Records from a data collection
———

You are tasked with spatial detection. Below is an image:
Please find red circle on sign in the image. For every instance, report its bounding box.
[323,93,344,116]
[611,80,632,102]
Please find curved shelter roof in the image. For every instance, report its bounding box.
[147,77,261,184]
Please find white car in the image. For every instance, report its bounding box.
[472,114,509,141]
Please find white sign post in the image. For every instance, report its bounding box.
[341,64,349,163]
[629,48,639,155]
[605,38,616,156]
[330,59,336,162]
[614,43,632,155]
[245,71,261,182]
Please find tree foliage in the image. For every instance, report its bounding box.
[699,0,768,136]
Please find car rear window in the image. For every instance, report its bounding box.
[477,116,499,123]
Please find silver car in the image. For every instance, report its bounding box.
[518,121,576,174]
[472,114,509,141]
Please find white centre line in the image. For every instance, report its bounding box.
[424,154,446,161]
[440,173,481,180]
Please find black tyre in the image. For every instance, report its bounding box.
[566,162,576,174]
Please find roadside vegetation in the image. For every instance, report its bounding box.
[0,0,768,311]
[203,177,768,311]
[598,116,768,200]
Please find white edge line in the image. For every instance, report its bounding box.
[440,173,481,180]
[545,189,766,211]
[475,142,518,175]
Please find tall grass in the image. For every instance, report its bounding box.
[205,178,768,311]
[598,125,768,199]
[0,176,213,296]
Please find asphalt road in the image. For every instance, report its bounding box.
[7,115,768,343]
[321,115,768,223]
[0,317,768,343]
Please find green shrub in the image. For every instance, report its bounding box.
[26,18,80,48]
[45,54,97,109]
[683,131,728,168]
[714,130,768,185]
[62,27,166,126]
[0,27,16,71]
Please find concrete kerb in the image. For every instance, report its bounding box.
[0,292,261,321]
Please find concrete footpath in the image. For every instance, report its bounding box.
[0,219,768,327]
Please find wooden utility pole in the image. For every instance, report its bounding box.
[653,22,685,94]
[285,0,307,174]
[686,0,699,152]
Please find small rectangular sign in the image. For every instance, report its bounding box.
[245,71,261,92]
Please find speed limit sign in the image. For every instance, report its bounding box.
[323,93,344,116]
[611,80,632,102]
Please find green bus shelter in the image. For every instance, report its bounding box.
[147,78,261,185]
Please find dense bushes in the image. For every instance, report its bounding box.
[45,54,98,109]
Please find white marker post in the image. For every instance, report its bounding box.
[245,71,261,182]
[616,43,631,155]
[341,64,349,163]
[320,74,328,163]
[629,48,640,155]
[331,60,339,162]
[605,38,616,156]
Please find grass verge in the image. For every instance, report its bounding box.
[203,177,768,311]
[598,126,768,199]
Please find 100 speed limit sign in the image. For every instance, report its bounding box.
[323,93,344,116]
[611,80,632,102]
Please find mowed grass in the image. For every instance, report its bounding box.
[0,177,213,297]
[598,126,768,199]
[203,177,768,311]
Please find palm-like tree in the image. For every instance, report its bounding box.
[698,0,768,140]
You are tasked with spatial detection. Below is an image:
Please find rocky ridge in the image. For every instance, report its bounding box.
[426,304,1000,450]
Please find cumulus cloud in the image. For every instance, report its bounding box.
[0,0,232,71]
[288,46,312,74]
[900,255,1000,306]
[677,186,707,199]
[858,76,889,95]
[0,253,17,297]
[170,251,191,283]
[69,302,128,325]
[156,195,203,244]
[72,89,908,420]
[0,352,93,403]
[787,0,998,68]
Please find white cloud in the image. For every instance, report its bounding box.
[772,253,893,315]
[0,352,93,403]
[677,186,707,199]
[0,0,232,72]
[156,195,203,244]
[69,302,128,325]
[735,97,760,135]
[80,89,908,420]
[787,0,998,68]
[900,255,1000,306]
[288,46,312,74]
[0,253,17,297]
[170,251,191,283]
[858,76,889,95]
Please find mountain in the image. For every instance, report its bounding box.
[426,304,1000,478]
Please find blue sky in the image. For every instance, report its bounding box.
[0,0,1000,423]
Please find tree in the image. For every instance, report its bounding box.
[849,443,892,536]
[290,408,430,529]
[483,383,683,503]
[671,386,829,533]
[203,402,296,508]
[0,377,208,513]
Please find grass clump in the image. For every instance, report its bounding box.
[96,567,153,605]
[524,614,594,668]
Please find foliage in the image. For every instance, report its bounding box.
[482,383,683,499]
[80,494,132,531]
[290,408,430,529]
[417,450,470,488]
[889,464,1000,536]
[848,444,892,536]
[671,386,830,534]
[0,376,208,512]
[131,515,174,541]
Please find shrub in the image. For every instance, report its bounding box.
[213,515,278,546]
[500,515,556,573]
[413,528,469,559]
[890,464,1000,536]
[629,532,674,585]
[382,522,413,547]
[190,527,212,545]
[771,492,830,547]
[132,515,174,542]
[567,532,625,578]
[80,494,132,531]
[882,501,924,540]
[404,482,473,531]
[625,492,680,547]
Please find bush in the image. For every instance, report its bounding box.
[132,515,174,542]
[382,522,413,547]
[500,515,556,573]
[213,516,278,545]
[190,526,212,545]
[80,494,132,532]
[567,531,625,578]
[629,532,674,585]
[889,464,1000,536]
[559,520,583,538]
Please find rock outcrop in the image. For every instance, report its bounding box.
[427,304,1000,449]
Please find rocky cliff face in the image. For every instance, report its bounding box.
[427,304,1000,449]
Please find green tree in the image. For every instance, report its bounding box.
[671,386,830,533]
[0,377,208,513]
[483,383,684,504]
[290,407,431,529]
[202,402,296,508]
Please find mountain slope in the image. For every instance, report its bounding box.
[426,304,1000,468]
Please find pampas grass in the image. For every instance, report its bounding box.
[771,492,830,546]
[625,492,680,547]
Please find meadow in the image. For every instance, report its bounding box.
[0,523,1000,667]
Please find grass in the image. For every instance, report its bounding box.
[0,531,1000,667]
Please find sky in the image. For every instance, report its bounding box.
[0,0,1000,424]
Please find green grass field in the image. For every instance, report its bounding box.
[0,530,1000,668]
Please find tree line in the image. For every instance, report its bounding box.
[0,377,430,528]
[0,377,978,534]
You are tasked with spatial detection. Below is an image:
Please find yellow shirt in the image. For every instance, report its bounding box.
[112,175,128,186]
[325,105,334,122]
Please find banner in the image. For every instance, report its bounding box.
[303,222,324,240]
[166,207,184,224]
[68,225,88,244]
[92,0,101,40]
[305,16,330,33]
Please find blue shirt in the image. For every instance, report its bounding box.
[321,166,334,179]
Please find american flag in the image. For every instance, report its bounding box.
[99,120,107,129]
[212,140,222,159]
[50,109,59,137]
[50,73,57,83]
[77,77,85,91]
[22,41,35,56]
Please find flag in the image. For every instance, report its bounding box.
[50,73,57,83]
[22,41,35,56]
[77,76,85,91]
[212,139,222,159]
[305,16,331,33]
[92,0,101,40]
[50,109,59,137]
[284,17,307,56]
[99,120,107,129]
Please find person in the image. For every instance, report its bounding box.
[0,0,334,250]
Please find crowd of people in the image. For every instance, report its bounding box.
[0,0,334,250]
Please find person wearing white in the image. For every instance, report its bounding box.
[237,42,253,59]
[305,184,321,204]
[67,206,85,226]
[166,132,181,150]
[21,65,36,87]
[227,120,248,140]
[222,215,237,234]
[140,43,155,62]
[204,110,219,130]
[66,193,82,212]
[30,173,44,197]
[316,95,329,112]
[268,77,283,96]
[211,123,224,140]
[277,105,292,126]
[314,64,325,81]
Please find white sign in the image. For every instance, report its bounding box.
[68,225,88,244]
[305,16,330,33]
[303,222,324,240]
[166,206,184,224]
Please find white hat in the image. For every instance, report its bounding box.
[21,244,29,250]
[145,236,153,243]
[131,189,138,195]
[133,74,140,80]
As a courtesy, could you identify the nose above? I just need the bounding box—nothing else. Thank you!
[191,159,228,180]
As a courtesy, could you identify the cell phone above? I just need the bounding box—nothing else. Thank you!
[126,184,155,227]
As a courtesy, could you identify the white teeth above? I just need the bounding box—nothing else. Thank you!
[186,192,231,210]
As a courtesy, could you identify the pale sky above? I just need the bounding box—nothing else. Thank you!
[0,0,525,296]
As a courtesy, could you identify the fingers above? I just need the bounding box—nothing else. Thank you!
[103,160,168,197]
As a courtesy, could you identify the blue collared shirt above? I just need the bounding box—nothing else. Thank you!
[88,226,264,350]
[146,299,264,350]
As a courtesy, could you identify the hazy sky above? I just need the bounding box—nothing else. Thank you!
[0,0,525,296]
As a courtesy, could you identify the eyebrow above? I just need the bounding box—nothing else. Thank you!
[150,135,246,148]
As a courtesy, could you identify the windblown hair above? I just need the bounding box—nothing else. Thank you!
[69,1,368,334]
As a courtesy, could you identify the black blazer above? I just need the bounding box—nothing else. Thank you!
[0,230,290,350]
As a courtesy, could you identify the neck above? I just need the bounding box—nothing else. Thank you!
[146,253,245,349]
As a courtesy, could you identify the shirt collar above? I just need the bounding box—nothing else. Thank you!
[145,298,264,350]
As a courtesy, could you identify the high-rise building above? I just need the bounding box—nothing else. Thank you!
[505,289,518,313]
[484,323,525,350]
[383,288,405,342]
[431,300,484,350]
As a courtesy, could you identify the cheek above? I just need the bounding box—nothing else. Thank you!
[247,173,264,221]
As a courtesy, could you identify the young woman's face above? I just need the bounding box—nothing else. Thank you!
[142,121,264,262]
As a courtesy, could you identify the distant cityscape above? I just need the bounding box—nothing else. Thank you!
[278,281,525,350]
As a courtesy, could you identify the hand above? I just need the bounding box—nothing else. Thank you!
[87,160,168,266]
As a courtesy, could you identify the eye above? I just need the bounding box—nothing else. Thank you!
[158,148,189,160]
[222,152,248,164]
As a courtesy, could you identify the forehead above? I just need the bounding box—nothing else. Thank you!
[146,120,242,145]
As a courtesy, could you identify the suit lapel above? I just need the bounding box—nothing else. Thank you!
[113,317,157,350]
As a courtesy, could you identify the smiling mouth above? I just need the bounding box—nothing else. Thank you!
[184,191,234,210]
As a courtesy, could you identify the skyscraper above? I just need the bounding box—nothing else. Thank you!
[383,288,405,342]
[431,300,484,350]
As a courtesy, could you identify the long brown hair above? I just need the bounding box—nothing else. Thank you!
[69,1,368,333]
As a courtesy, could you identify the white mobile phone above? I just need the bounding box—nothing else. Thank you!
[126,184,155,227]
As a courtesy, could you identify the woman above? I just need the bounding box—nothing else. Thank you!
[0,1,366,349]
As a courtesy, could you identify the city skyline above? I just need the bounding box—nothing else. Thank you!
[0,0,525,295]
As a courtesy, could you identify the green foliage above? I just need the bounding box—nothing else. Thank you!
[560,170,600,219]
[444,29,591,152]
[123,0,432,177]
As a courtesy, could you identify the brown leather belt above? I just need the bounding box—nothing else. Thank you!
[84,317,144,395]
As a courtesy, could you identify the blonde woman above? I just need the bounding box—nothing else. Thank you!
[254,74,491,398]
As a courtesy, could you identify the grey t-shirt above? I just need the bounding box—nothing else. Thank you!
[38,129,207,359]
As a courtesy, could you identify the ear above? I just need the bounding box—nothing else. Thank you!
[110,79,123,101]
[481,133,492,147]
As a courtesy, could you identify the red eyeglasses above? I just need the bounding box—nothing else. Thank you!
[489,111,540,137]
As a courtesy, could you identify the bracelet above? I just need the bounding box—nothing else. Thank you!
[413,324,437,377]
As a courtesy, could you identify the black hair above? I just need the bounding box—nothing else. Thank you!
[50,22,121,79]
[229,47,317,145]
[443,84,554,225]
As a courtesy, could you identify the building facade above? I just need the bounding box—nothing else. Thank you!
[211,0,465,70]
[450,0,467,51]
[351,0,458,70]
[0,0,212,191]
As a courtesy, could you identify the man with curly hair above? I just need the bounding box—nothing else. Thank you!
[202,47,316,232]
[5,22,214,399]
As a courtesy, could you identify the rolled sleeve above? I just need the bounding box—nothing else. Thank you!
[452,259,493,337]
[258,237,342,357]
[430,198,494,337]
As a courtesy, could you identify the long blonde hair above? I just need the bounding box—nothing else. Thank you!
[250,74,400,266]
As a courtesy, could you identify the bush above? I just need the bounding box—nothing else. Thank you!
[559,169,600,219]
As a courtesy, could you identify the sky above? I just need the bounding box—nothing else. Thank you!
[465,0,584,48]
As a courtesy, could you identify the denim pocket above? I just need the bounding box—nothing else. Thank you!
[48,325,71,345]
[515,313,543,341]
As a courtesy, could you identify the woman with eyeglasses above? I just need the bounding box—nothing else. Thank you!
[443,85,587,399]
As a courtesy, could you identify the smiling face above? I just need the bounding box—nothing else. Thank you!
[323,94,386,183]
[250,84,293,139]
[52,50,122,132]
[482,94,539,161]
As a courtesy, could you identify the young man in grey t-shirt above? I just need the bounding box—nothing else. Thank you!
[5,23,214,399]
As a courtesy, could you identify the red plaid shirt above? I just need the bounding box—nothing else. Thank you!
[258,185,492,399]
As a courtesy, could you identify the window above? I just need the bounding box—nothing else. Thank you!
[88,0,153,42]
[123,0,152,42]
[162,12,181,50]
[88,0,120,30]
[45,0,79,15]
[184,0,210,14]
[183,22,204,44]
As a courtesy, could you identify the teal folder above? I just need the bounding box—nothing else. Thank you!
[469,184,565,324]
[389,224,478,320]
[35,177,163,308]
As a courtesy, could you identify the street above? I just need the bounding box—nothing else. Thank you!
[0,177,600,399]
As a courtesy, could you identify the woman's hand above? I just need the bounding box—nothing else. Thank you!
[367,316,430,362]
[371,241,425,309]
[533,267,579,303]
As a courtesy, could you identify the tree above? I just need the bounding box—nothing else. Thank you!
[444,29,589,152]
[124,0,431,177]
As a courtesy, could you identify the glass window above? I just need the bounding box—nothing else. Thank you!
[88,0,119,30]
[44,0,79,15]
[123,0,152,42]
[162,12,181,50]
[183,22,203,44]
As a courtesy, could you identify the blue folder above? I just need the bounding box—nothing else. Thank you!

———

* Exercise aim *
Include both ends. Return the line holding "As a courtesy, could you identify the teal" and all lines after it in the records above, exactly as written.

* Output of the exercise *
As a courtesy, could you identify the teal folder above? I just need the bounding box—nothing else. Thank you!
[469,184,565,324]
[389,224,478,320]
[35,177,163,308]
As a courtesy, could you identify the street above? I just need the bounding box—nothing else. Thank you!
[0,177,600,399]
As a courtesy, could you identify the woman's hand above? I just need the bounding box—nothing else. Thank you!
[367,316,430,362]
[371,241,425,309]
[533,267,579,303]
As a courtesy, could you identify the tree above? I just need the bounding box—nothing else. Thank you!
[444,29,589,152]
[124,0,431,177]
As a courtesy, could you identify the glass window above? I just need the bounding box—nothing else. Thank you!
[88,0,119,30]
[44,0,79,15]
[123,0,152,42]
[162,12,181,50]
[183,22,203,44]
As a courtesy, could you identify the blue folder above? I just need the bounding box—nothing else. Thank you!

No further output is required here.